## start

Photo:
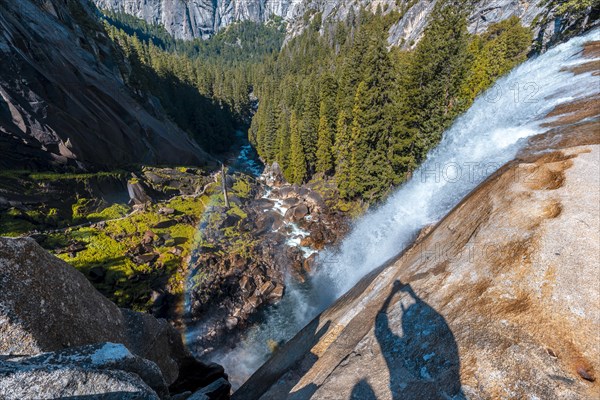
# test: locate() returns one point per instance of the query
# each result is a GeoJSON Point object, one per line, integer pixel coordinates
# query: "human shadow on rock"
{"type": "Point", "coordinates": [421, 355]}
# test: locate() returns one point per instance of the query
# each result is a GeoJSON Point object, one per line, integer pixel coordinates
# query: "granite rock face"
{"type": "Point", "coordinates": [499, 300]}
{"type": "Point", "coordinates": [70, 106]}
{"type": "Point", "coordinates": [105, 369]}
{"type": "Point", "coordinates": [200, 18]}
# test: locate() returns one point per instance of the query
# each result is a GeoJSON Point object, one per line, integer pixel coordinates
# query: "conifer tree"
{"type": "Point", "coordinates": [309, 126]}
{"type": "Point", "coordinates": [283, 143]}
{"type": "Point", "coordinates": [440, 62]}
{"type": "Point", "coordinates": [297, 158]}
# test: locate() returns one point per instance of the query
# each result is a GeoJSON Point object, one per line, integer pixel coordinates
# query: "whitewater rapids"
{"type": "Point", "coordinates": [488, 135]}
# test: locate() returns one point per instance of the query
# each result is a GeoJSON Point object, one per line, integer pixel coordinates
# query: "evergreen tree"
{"type": "Point", "coordinates": [325, 141]}
{"type": "Point", "coordinates": [297, 158]}
{"type": "Point", "coordinates": [440, 63]}
{"type": "Point", "coordinates": [360, 144]}
{"type": "Point", "coordinates": [310, 126]}
{"type": "Point", "coordinates": [283, 143]}
{"type": "Point", "coordinates": [343, 155]}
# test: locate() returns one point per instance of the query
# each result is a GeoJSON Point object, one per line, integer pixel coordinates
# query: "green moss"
{"type": "Point", "coordinates": [187, 205]}
{"type": "Point", "coordinates": [62, 176]}
{"type": "Point", "coordinates": [236, 210]}
{"type": "Point", "coordinates": [112, 212]}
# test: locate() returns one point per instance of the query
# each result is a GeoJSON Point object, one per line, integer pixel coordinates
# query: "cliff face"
{"type": "Point", "coordinates": [200, 18]}
{"type": "Point", "coordinates": [498, 300]}
{"type": "Point", "coordinates": [63, 98]}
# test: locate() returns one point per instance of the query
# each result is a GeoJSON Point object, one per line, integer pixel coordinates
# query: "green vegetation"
{"type": "Point", "coordinates": [204, 85]}
{"type": "Point", "coordinates": [339, 104]}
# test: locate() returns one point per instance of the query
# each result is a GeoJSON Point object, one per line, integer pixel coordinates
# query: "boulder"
{"type": "Point", "coordinates": [47, 305]}
{"type": "Point", "coordinates": [497, 300]}
{"type": "Point", "coordinates": [218, 390]}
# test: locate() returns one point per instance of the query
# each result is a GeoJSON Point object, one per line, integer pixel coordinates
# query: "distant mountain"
{"type": "Point", "coordinates": [186, 19]}
{"type": "Point", "coordinates": [202, 18]}
{"type": "Point", "coordinates": [64, 98]}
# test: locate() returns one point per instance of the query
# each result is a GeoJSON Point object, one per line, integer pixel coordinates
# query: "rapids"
{"type": "Point", "coordinates": [488, 135]}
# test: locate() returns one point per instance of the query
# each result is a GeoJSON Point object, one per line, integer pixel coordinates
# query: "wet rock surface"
{"type": "Point", "coordinates": [282, 230]}
{"type": "Point", "coordinates": [495, 301]}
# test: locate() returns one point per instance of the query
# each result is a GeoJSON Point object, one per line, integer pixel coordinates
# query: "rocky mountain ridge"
{"type": "Point", "coordinates": [188, 20]}
{"type": "Point", "coordinates": [64, 100]}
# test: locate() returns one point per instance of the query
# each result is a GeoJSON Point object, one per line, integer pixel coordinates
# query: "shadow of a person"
{"type": "Point", "coordinates": [423, 363]}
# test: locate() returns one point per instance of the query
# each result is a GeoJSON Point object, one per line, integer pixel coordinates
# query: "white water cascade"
{"type": "Point", "coordinates": [488, 135]}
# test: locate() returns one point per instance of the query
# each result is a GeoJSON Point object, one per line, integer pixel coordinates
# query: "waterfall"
{"type": "Point", "coordinates": [488, 135]}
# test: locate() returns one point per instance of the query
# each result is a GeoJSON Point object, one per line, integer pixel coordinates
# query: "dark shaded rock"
{"type": "Point", "coordinates": [263, 204]}
{"type": "Point", "coordinates": [137, 193]}
{"type": "Point", "coordinates": [104, 370]}
{"type": "Point", "coordinates": [165, 224]}
{"type": "Point", "coordinates": [230, 221]}
{"type": "Point", "coordinates": [218, 390]}
{"type": "Point", "coordinates": [276, 294]}
{"type": "Point", "coordinates": [296, 213]}
{"type": "Point", "coordinates": [166, 211]}
{"type": "Point", "coordinates": [97, 274]}
{"type": "Point", "coordinates": [50, 102]}
{"type": "Point", "coordinates": [291, 201]}
{"type": "Point", "coordinates": [147, 258]}
{"type": "Point", "coordinates": [35, 285]}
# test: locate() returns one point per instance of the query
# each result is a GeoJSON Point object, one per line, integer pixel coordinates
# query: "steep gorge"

## end

Given task: Repeat every record above exactly, but leave out any pictures.

Task result:
Photo:
# test: locate() returns one point per instance of the query
# each result is a GeoJSON Point object, one per line, integer pixel coordinates
# query: "human shadow on rock"
{"type": "Point", "coordinates": [421, 355]}
# test: locate() returns one point per instance of the query
# each result is a GeoJSON Point object, one per line, integer pixel coordinates
# query: "granite rock face"
{"type": "Point", "coordinates": [499, 300]}
{"type": "Point", "coordinates": [70, 106]}
{"type": "Point", "coordinates": [105, 369]}
{"type": "Point", "coordinates": [200, 18]}
# test: locate() returns one point per instance of the query
# each result is a GeoJSON Point object, one per line, integer pixel coordinates
# query: "conifer tree"
{"type": "Point", "coordinates": [309, 126]}
{"type": "Point", "coordinates": [283, 143]}
{"type": "Point", "coordinates": [440, 62]}
{"type": "Point", "coordinates": [297, 158]}
# test: locate() returns one point per instance of the query
# each result is a GeoJSON Point object, one per line, integer pixel coordinates
# query: "whitewater rapids"
{"type": "Point", "coordinates": [488, 135]}
# test: locate() returns one point per instance of the query
# each result is a GeoJSON Point object, one per line, integer pixel coordinates
# query: "evergreen tree"
{"type": "Point", "coordinates": [325, 141]}
{"type": "Point", "coordinates": [297, 158]}
{"type": "Point", "coordinates": [440, 63]}
{"type": "Point", "coordinates": [360, 144]}
{"type": "Point", "coordinates": [310, 126]}
{"type": "Point", "coordinates": [283, 143]}
{"type": "Point", "coordinates": [343, 155]}
# test: locate() returns one point per instance of the query
# each result is a GeoJSON Point object, one per line, integer pixel coordinates
# query: "green moss"
{"type": "Point", "coordinates": [187, 205]}
{"type": "Point", "coordinates": [62, 176]}
{"type": "Point", "coordinates": [236, 210]}
{"type": "Point", "coordinates": [112, 212]}
# test: locate() returns one point per instance of the query
# each result is a GeoJSON Point object, one per line, integer pixel coordinates
# query: "cliff face"
{"type": "Point", "coordinates": [200, 18]}
{"type": "Point", "coordinates": [498, 300]}
{"type": "Point", "coordinates": [63, 98]}
# test: locate() returns one point per instance of the query
# each result is a GeoJSON Point object, one per line, integer pixel coordinates
# query: "green vegetation"
{"type": "Point", "coordinates": [204, 85]}
{"type": "Point", "coordinates": [339, 104]}
# test: locate() returns one point per instance of the query
# each result is a GeoJSON Point object, one per line, integer pixel coordinates
# query: "boulder"
{"type": "Point", "coordinates": [47, 305]}
{"type": "Point", "coordinates": [497, 300]}
{"type": "Point", "coordinates": [218, 390]}
# test: locate() returns one point per instance of the query
# each result is a GeoJSON Point object, one per line, integer pixel coordinates
# query: "distant mountain"
{"type": "Point", "coordinates": [186, 19]}
{"type": "Point", "coordinates": [202, 18]}
{"type": "Point", "coordinates": [64, 98]}
# test: locate() returns one point per instance of the query
# each result is a GeoJSON Point object, one per line, integer pixel coordinates
# query: "rapids"
{"type": "Point", "coordinates": [488, 135]}
# test: locate() returns one point per instance of the query
# each result is a GeoJSON Point object, one per line, integer pixel coordinates
# query: "wet rock surface"
{"type": "Point", "coordinates": [282, 230]}
{"type": "Point", "coordinates": [495, 301]}
# test: locate() returns one point per instance of the query
# each result is a GeoJSON Point object, one per line, integer pixel coordinates
# query: "rocky mountain ridge"
{"type": "Point", "coordinates": [188, 20]}
{"type": "Point", "coordinates": [64, 100]}
# test: locate() returns one point per instance of the query
# each result is a GeoJSON Point object, one per line, integer pixel coordinates
# query: "shadow of a person"
{"type": "Point", "coordinates": [423, 363]}
# test: locate() returns one point per instance of the query
# each result is a GeoJSON Point object, one per line, integer pixel coordinates
# query: "white water cascade"
{"type": "Point", "coordinates": [488, 135]}
# test: locate() returns one point per instance of the query
# each result is a GeoJSON Point object, one per line, integer pixel coordinates
# query: "waterfall"
{"type": "Point", "coordinates": [488, 135]}
# test: locate() returns one point per instance of the query
# each result is a GeoJSON Point object, one per line, integer pixel coordinates
# query: "dark shaded rock"
{"type": "Point", "coordinates": [263, 204]}
{"type": "Point", "coordinates": [137, 193]}
{"type": "Point", "coordinates": [104, 370]}
{"type": "Point", "coordinates": [165, 224]}
{"type": "Point", "coordinates": [230, 221]}
{"type": "Point", "coordinates": [218, 390]}
{"type": "Point", "coordinates": [276, 294]}
{"type": "Point", "coordinates": [296, 213]}
{"type": "Point", "coordinates": [166, 211]}
{"type": "Point", "coordinates": [97, 274]}
{"type": "Point", "coordinates": [50, 102]}
{"type": "Point", "coordinates": [291, 201]}
{"type": "Point", "coordinates": [147, 258]}
{"type": "Point", "coordinates": [35, 285]}
# test: locate() returns one point per instance of the query
# each result is a GeoJSON Point object, one per line, integer pixel coordinates
# query: "steep gorge"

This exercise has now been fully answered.